◆ TUGAS TERTULIS:
(a) Bagaimana isi teks tentang TNI jika diringkas dalam dua kalimat?
(b) Lembaga atau organisasi apa saja yang disebut namanya dalam teks tentang TNI?
(c) Teruskan teks tentang TNI mulai setelah kalimat terakhirnya.

◆ TEKS:
- - -
TS
kenyot10
5 Oktober 2012, TNI di Ujung Putaran Titik Balik Represi
KontraS dan Imparsial, mengucapkan Dirgahayu ke-67 TNI pada 5 Oktober 2012. Memasuki usia tersebut TNI sebagai tentara kebangsaan diharapkan dapat lebih profesional dalam mempertahankan negara. Sejumlah prestasi telah tercatat, namun demikian masih terdapat sejumlah permasalahan yang menuntut perbaikan. Untuk itu, adalah penting bagi kami untuk memberikan sejumlah catatan bagi institusi TNI, terutama pada masa satu tahun terakhir.
Pertama, Kontrol Sipil terhadap TNI
Kontrol sipil terhadap militer, dalam hal ini TNI, adalah sebuah syarat penting dalam demokratisasi. Catatan kami hal ini tidak berjalan dengan baik. Kontrol sipil terhadap TNI sangat lemah dan cenderung tidak berjalan. Meski Undang-Undang telah memberikan kepastian secara hukum. Dalam UU No 3 Tahun 2002 tentang Pertahanan Negara ditegaskan bahwa Kementerian Pertahanan (Kemhan) dan Parlemen memegang penuh kontrol terhadap TNI. Faktanya, terjadi sikap afirmatif yang acapkali ditunjukkan Kemhan terhadap TNI dan menjadikan Kemhan lemah, dan cenderung menjadi corong suara TNI. Lebih gawatnya, Kemhan yang seharusnya melakukan kontrol efektif terhadap TNI, malah berupaya memberikan tempat eksisnya TNI ke ruang sipil dan politik. Hal itu bisa dilihat dari sejumlah RUU yang coba didorong dan dipaksakan Kemhan untuk dibahas di parlemen meski bermasalah. Misalnya lewat RUU Keamanan Nsional dan RUU Komponen Cadagngan Pertahanan Negara (KCPN).
Setali tiga uang dengan Kemhan, Parlemen pun lunglai. Meski parlemen memiliki fungsi pengawasan dan kontrol melalui anggaran dan legislasi, tetapi fungsi tersebut tidak dilakukan secara efektif dan maksimal dalam mendorong agenda reformasi dan kontrol institusi yang signifikan. Parlemen sebaliknya acapkali menjadi bagian dari aktor yang turut menghambat dengan tidak menjalankan agenda reformasi TNI yang telah ditetapkan. Misalnya, terkait pengusutan kasus-kasus pelanggaran HAM, tranparansi dan akuntabilitas dalam pengadaan alutsista, serta terhadap kebijakan pemerintah di bidang pertahanan yang membuka peluang terjadinya pelanggaran HAM. Bahkan, parlemen hingga kini masih memiliki hutang terkait agenda reformasi peradilan militer yang sebagaimana diketahui menjadi sarang impunitas dari pelanggaran HAM oleh anggota TNI.
- - -
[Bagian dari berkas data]
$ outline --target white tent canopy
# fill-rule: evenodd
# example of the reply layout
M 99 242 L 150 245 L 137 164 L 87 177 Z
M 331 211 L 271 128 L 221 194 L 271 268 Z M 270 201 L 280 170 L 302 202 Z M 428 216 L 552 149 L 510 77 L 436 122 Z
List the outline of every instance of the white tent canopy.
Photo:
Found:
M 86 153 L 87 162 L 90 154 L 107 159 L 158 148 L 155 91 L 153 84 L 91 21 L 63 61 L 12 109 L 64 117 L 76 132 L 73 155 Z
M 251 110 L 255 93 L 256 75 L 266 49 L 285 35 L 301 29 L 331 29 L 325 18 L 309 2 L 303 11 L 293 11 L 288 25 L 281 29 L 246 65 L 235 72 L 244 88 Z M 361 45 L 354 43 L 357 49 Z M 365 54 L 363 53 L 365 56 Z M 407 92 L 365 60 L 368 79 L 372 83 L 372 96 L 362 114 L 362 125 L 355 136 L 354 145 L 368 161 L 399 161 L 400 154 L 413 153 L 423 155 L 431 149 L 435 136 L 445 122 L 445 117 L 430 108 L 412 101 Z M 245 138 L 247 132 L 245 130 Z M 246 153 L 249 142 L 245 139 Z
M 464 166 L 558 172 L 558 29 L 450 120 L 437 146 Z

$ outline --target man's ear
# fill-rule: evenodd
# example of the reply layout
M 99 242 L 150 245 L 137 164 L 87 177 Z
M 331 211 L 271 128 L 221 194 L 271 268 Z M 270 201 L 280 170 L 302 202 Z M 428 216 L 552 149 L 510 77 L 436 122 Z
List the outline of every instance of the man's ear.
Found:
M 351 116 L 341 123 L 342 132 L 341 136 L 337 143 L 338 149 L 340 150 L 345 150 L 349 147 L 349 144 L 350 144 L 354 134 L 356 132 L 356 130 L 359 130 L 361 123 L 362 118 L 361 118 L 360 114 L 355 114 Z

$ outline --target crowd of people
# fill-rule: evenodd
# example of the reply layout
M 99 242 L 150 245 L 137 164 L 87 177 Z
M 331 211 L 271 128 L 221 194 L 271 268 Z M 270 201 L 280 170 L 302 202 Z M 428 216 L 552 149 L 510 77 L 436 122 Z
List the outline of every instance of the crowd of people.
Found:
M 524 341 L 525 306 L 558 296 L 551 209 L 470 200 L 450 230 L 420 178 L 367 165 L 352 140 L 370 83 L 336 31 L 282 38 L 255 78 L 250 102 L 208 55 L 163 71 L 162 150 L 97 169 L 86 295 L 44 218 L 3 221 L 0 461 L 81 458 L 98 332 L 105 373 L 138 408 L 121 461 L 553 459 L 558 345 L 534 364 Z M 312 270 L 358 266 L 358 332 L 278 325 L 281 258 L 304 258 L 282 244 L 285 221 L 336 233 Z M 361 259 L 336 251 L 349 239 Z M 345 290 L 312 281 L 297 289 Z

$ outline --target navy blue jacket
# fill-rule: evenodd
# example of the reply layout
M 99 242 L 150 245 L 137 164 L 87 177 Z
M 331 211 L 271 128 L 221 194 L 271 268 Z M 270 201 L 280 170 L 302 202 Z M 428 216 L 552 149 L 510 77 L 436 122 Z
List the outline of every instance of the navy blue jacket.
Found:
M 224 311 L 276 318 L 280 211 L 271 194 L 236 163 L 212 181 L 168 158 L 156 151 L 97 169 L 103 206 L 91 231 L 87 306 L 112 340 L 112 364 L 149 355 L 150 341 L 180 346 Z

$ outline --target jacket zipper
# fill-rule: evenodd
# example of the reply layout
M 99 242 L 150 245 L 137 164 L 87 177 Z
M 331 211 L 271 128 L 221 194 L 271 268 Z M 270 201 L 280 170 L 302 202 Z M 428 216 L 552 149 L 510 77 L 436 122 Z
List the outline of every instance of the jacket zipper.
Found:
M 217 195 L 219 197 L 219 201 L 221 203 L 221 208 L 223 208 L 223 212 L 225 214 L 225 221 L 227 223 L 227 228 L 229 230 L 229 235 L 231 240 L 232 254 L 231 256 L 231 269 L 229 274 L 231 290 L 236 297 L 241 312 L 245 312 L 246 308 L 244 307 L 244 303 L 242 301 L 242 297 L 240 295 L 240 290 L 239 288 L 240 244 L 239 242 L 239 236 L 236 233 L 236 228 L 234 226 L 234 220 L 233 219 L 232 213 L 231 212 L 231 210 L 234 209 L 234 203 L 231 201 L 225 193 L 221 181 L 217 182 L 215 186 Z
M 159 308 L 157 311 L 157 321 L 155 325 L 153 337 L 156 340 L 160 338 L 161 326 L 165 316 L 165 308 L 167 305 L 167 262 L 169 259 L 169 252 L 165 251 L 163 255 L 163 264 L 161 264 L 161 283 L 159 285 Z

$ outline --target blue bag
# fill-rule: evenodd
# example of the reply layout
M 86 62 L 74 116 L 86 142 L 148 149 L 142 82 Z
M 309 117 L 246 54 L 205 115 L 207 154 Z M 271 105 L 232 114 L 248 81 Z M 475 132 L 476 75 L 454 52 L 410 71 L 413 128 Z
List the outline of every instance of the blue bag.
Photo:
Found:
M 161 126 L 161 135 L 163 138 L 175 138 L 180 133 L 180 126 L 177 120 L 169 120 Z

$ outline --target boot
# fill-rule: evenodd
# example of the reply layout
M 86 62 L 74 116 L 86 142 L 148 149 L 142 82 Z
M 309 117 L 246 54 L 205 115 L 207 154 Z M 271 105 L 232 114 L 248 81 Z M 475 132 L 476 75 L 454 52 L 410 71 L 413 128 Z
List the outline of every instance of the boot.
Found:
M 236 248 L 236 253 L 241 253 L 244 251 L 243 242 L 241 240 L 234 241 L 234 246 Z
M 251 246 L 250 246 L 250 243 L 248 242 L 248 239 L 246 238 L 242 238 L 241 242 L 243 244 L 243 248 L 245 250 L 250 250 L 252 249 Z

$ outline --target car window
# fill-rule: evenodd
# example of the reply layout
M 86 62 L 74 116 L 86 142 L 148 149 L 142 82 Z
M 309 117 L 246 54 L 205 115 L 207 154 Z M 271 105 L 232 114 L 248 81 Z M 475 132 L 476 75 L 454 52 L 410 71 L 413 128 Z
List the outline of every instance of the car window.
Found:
- - -
◆ JAWABAN TIAP TUGAS:
(a) KontraS dan Imparsial mengucapkan Dirgahayu ke-67 TNI dan menyampaikan sejumlah catatan karena masih terdapat permasalahan yang menuntut perbaikan. Menurut catatan mereka, kontrol sipil terhadap TNI sangat lemah: Kemhan cenderung menjadi corong suara TNI, dan parlemen tidak menjalankan fungsi pengawasan dan kontrolnya secara efektif.

(b)
- KontraS
- Imparsial
- TNI
- Kementerian Pertahanan (Kemhan)
- Parlemen

(c)
Kedua, Pengadaan Alutsista
Pengembangan Alat Utama Sistem Persenjataan (Alutsista) sebagai bagian dari upaya modernisasi dan penguatan pertahanan Indonesia tidak berjalan transparan dan tidak akuntabel, serta cenderung menyimpang dari kebijakan pembangunan postur pertahanan yang tetap ditetapkan. Hal itu bisa dilihat dalam dua kasus yang menjadi sorotan publik, yakni terkait pengadaan jet Sukhoi 30 MK2 dari Rusia dan Main Battle Tank Leopard dari Jerman.
Dalam pengadaan Jet Sukhoi 30 MK2 produksi PT Rosoboronexport Rusia mengindikasikan terjadinya ketidakwajaran dalam harga. Hal itu tidak lepas dari langkah Kemhan yang dalam pengadaannya lebih memilih menggunakan fasilitas komersial kredit daripada state credit, sehingga membuka ruang bagi masuknya pihak ketiga, yakni agen atau broker dalam pengadaan Sukhoi (PT Trimarga Rekatama). Adanya keterlibatan pihak ketiga ini diduga telah membuat harga jet tempur Sukhoi menjadi tidak wajar. Sikap dan langkah Kemhan yang ngotot untuk menggunakan kredit komersial ini juga membuktikan bahwa pemerintah memang terus membuka ruang bagi hadirnya broker dalam pengadaan Alutsista, yang jelas-jelas keterlibatannya menimbulkan banyak masalah.
Kasus berikutnya adalah pengadaan Main Battle Tank (MBT) Leopard yang awalnya akan dilakukan dari Belanda tetapi kemudian beralih ke Jerman. Dalam buku Postur Pertahanan yang diterbitkan Kemhan tahun 2007, diketahui bahwa pembelian MBT tidak termasuk dalam rencana kebijakan hingga tahun 2025. Oleh karena itu, langkah membeli MBT Leopard ini jelas memperlihatkan wujud inkonsistensi dan penyimpangan dari kebijakan yang dibuat oleh Kemhan. Apalagi pembelian MBT ini juga tidak mendesak dan terkesan dipaksakan. Selain itu secara teknis, keberadaan alutsista tersebut memiliki kendala operasional untuk digunakan di Indonesia, baik itu kendala geografis, infrastruktur dan doktrin, serta komponen pendukung lainnya.
Parahnya, berbagai kritik yang dilontarkan oleh masyarakat sipil terkait pengadaan Alutsista ini justru direspons secara tidak proporsional oleh Kemhan. Sikap Kemhan cenderung arogan dan anti kritik di dalam merespons kritik masyarakat sipil. Hal itu dapat dilihat dalam kasus yang dialami oleh Al-Araf, yang hanya karena mengkritik kebijakan pembelian Jet tempur Sukhoi dan MBT Leopard melalui tulisan di media massa, Kementerian Pertahanan melalui Universitas Pertahanan Indonesia memberhentikannya dari kegiatan belajar mengajar, baik sebagai dosen maupun pembimbing tesis.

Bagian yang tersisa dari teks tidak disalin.